Data supplied —
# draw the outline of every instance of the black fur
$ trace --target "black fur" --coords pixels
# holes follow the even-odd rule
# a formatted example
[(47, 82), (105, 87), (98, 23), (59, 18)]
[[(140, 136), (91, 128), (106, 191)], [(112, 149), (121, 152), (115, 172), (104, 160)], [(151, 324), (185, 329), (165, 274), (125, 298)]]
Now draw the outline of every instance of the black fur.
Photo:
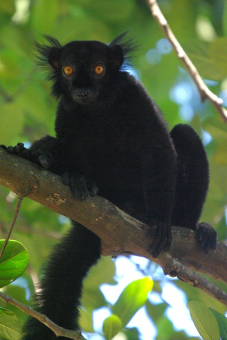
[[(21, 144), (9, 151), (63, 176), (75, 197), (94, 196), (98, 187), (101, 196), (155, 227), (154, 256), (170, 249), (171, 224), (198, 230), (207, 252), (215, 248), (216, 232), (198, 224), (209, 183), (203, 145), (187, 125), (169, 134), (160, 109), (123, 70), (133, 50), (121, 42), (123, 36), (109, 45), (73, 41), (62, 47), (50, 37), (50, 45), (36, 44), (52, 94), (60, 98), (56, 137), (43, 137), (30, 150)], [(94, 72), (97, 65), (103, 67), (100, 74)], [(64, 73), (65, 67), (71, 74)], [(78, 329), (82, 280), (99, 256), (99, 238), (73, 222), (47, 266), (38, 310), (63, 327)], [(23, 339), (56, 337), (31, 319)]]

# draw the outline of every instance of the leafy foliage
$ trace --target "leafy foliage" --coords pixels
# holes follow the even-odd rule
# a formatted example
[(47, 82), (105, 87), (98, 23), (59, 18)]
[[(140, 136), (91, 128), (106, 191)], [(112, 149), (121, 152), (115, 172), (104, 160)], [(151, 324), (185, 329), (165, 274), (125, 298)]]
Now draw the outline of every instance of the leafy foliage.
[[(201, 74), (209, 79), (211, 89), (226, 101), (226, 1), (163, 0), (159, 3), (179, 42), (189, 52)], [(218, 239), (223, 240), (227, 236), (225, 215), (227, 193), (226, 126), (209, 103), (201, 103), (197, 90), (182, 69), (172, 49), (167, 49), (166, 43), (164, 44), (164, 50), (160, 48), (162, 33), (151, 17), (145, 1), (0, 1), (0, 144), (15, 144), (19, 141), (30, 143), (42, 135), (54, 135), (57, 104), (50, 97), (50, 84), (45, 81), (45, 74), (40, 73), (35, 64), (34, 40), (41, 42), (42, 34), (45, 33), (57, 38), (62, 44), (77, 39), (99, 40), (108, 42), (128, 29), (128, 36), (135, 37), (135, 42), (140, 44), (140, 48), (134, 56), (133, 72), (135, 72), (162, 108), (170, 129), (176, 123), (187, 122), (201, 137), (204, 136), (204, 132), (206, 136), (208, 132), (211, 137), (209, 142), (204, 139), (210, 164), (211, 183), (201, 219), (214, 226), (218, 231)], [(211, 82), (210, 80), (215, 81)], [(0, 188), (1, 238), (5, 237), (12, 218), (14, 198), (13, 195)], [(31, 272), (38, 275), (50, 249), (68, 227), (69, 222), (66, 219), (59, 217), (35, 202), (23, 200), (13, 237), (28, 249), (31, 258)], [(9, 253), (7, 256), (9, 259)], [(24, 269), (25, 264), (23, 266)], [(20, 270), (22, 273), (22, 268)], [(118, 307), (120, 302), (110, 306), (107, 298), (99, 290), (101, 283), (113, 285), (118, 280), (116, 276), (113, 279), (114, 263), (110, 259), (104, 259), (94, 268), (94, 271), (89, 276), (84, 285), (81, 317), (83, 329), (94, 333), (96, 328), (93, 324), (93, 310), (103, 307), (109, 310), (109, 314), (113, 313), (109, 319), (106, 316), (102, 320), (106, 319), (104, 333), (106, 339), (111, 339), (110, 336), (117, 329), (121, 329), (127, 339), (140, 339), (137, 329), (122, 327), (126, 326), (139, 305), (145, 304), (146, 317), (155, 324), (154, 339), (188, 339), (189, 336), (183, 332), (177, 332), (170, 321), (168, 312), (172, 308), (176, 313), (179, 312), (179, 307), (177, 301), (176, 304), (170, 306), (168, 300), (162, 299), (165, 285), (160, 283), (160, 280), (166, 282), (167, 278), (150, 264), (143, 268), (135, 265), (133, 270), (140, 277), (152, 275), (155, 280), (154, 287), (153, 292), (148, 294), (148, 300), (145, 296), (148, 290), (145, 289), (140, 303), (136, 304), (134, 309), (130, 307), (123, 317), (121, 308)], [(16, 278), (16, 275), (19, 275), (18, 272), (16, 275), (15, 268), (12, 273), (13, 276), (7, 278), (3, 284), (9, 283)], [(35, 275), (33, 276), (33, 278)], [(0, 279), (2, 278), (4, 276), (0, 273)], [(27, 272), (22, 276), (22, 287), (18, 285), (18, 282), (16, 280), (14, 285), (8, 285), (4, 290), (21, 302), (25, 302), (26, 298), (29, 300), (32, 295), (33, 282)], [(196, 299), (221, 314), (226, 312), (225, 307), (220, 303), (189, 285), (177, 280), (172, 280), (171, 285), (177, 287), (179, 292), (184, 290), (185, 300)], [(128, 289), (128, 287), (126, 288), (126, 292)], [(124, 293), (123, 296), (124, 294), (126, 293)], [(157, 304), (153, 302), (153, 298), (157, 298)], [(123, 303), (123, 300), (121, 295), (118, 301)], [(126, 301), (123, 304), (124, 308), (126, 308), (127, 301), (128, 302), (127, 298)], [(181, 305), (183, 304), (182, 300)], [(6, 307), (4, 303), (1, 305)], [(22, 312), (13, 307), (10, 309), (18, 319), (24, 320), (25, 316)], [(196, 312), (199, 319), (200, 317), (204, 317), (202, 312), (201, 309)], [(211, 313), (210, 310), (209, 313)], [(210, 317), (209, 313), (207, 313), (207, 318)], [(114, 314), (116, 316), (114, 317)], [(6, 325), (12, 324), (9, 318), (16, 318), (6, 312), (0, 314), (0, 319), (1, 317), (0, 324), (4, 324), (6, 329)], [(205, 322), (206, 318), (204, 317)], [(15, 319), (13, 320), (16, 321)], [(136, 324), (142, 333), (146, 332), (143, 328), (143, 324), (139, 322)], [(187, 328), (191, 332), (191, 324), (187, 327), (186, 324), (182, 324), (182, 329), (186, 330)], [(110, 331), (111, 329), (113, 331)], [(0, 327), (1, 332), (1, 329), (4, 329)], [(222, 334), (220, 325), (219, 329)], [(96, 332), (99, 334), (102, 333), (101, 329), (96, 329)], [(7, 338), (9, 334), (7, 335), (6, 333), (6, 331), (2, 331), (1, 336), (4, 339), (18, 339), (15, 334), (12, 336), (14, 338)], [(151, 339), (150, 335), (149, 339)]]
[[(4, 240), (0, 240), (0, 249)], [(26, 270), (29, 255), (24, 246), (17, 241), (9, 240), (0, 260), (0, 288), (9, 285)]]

* * *

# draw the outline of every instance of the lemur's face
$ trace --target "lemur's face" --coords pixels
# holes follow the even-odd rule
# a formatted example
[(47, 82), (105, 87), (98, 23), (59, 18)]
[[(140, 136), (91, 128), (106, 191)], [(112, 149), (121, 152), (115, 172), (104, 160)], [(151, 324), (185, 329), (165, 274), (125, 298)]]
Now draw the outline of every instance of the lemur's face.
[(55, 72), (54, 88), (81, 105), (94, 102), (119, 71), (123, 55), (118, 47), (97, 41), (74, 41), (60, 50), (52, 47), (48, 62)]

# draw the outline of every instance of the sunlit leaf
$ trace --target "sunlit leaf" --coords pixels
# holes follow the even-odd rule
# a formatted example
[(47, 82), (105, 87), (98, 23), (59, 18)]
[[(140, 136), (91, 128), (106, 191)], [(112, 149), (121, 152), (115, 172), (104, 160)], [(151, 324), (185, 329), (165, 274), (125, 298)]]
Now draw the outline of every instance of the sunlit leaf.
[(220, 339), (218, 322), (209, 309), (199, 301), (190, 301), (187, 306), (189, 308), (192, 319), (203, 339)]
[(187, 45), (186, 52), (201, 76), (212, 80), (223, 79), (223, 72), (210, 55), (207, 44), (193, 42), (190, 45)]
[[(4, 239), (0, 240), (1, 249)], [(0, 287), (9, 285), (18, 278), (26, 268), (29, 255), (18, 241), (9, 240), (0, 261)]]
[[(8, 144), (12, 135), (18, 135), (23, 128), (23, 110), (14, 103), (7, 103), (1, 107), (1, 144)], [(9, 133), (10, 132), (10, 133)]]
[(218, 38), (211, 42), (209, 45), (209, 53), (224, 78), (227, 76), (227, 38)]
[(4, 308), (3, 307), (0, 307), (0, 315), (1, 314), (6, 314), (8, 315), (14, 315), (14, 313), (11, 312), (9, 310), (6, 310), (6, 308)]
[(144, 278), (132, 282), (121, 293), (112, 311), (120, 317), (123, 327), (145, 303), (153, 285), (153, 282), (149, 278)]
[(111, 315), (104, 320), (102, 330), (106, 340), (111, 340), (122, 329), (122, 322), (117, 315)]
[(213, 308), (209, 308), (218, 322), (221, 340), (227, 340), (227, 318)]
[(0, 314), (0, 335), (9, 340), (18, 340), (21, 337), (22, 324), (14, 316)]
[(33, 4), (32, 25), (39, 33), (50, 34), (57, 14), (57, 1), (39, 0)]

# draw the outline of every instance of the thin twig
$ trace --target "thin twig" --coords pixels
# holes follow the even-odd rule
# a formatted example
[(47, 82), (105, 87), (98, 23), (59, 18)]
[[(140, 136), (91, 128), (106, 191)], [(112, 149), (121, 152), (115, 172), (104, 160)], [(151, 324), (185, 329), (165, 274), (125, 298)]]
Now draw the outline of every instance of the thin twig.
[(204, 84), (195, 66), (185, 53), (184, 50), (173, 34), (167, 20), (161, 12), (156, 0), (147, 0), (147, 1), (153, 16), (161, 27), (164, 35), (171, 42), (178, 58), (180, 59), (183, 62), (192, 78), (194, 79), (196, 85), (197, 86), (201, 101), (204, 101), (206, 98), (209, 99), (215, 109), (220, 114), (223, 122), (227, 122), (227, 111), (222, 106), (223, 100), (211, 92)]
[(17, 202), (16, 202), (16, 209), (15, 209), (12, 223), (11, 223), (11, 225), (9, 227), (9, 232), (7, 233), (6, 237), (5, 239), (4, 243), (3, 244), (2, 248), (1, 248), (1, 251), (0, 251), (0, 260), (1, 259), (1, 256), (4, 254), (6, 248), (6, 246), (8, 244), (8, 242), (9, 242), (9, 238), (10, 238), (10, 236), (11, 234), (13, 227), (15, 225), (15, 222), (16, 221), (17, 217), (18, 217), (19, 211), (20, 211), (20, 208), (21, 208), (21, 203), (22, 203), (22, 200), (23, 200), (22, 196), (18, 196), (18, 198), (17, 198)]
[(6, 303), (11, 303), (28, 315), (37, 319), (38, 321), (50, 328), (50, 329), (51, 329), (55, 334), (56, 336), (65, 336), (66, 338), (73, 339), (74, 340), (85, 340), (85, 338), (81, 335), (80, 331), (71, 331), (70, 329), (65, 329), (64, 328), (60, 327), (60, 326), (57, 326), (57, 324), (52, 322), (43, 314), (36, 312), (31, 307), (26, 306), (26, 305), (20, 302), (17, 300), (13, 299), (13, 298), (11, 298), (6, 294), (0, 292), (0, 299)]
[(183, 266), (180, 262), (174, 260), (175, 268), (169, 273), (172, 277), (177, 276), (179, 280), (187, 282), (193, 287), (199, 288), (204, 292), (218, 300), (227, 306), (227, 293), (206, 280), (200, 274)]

The task —
Arrange the part of the listing that opens with the line containing "# draw the outline of every instance of the sunlit" and closes with the line containing "310), (6, 308)]", both ends included, as a Markdown table with the columns Row and Line. Number each line of that part in order and leave out any blank lines.

Complete answer —
| Row | Line |
|---|---|
| 1 | # draw the outline of every instance of the sunlit leaf |
| 2 | $ trace --target "sunlit leaf" --coords pixels |
| 3 | # holes follow the even-odd rule |
| 4 | # a formatted example |
| 5 | [(47, 82), (105, 87), (98, 23), (59, 18)] |
| 6 | [[(140, 136), (91, 128), (106, 191)], [(112, 149), (121, 152), (115, 172), (104, 160)], [(151, 324), (185, 329), (165, 274), (125, 298)]] |
| 7 | Now draw the outline of every instance of the sunlit leaf. |
| 8 | [(220, 339), (218, 322), (209, 309), (199, 301), (190, 301), (187, 306), (189, 308), (192, 319), (203, 339)] |
| 9 | [(187, 45), (186, 52), (201, 76), (212, 80), (223, 79), (223, 72), (210, 55), (207, 44), (193, 42), (190, 45)] |
| 10 | [[(4, 239), (0, 240), (1, 249)], [(0, 287), (9, 285), (18, 278), (26, 268), (29, 255), (18, 241), (9, 240), (0, 261)]] |
| 11 | [[(8, 144), (12, 135), (18, 135), (23, 128), (23, 110), (14, 103), (7, 103), (1, 107), (1, 144)], [(9, 133), (10, 132), (10, 133)]] |
| 12 | [(218, 38), (211, 42), (209, 45), (209, 53), (224, 78), (227, 76), (227, 38)] |
| 13 | [(4, 308), (3, 307), (0, 307), (0, 315), (1, 314), (6, 314), (8, 315), (14, 315), (14, 313), (11, 312), (9, 310), (6, 310), (6, 308)] |